_Source document_
******************************

The present model is based on a fundamentally opposing assumption. The primary explanatory principle is the recognition that the northern reference coastline of the *Oceanus Germanicus* lay approximately 120 km further south in antiquity. Medieval cartographers projected Ptolemy's coordinates onto a landscape already altered by major 6th-century geodynamic processes. This produced a systematic northward stretching of the map image and a corresponding eastward displacement of eastern coordinates.

******************************

_Tasks for this exercise_
1. According to the passage on Ptolemy's coordinates, how much farther south did the northern reference coastline of the *Oceanus Germanicus* lie in antiquity?
2. Reproduce the passage on Ptolemy's coordinates word for word, starting at "The present model" and ending at "of eastern coordinates.".
The material after this passage on Ptolemy's coordinates is separate from it.

******************************

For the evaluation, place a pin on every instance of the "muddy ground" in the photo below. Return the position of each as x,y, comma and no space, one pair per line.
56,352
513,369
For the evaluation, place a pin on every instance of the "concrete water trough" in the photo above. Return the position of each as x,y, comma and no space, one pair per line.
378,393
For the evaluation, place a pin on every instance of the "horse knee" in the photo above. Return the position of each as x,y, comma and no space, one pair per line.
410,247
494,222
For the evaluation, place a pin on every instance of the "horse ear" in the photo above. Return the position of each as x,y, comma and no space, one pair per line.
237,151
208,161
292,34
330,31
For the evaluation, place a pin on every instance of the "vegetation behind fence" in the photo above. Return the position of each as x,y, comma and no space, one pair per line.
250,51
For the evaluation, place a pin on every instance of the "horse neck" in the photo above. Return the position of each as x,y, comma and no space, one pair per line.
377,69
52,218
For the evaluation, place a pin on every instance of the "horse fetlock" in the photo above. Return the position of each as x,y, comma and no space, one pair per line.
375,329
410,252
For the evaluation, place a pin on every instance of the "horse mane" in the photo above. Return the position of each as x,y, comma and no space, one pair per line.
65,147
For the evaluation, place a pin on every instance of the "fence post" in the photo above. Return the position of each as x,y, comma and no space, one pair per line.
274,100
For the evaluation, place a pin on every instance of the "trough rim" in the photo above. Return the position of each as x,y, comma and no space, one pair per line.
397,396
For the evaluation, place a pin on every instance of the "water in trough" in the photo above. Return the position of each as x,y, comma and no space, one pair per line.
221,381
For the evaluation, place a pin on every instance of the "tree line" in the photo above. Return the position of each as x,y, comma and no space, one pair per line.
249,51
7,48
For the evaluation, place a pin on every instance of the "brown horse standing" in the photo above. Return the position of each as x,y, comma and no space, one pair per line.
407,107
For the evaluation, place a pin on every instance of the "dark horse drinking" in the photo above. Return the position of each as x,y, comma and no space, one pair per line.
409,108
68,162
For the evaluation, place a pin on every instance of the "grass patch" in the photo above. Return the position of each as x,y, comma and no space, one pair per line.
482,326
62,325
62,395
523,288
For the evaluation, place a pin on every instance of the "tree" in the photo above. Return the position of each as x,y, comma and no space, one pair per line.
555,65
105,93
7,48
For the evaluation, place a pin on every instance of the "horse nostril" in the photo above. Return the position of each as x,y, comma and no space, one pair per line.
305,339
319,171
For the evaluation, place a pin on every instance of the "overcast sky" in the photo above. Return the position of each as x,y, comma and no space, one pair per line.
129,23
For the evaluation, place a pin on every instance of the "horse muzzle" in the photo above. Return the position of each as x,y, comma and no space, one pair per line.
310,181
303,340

******************************

_Answers to the exercise_
1. About 120 km farther south.

2.
The present model is based on a fundamentally opposing assumption. The primary explanatory principle is the recognition that the northern reference coastline of the *Oceanus Germanicus* lay approximately 120 km further south in antiquity. Medieval cartographers projected Ptolemy's coordinates onto a landscape already altered by major 6th-century geodynamic processes. This produced a systematic northward stretching of the map image and a corresponding eastward displacement of eastern coordinates.